_Extracted records_.
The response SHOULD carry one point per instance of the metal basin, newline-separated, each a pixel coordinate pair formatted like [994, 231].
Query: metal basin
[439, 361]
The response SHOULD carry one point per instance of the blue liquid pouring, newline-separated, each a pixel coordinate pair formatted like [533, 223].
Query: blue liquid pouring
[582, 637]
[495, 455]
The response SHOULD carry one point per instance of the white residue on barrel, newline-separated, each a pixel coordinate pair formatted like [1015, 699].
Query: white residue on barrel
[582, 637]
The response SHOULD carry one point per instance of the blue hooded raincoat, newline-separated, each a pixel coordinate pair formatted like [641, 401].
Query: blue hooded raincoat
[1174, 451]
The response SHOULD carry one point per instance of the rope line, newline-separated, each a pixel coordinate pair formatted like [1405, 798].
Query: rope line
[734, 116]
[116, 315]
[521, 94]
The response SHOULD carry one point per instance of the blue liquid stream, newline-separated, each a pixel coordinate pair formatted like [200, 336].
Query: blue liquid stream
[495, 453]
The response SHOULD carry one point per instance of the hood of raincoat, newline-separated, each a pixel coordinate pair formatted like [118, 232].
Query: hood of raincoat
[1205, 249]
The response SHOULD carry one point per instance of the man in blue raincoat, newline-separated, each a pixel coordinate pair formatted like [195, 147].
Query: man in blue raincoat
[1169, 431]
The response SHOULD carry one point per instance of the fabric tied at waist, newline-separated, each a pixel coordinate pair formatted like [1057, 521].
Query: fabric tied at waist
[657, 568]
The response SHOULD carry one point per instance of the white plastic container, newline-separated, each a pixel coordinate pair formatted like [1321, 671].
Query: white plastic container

_TASK OBJECTIVE_. Repeat every line of the records above exactly.

_OUTPUT OF THE TASK_.
The response SHOULD carry one point per instance of the metal basin, newline-separated, each a pixel coordinate pair formatted like [994, 231].
Query: metal basin
[439, 361]
The response SHOULD carry one point per instance of the blue liquid pouring, newline-separated, each a pixel coordinate pair formatted like [533, 223].
Query: blue liquid pouring
[582, 637]
[495, 455]
The response SHOULD carry one point per instance of the white residue on barrel, newline-separated, each a pixel coordinate pair formatted like [1015, 699].
Query: white residue on barrel
[582, 637]
The response SHOULD carry one point per instance of the blue hooded raincoat, newline-separated, each a pixel coordinate pair formatted like [641, 401].
Query: blue hooded raincoat
[1174, 451]
The response SHOULD carry one point per instance of the rope line, newline-separated, each a pixel coordinate pair formatted like [1405, 798].
Query: rope line
[734, 116]
[116, 315]
[521, 94]
The response SHOULD carry one point per instance of the blue liquid stream, newline-separated, each a pixel coordinate pair formatted like [200, 336].
Query: blue liquid stream
[495, 453]
The response SHOULD carry one point per instance of the hood of raincoat, newline-separated, each a pixel coordinate pair formatted like [118, 232].
Query: hood of raincoat
[1205, 249]
The response SHOULD carry one point per instance of the man in blue raincoat, newline-separated, each a pixel coordinate pair formatted like [195, 147].
Query: man in blue raincoat
[1169, 431]
The response SHOULD carry one point per instance of the fabric tied at waist, newline-separated, each a pixel coordinate pair formatted like [1057, 521].
Query: fabric tied at waist
[657, 568]
The response SHOULD carry one point per instance of the white plastic container, newline-separated, each a pixel coordinate pair formatted like [1321, 671].
Query: white plastic container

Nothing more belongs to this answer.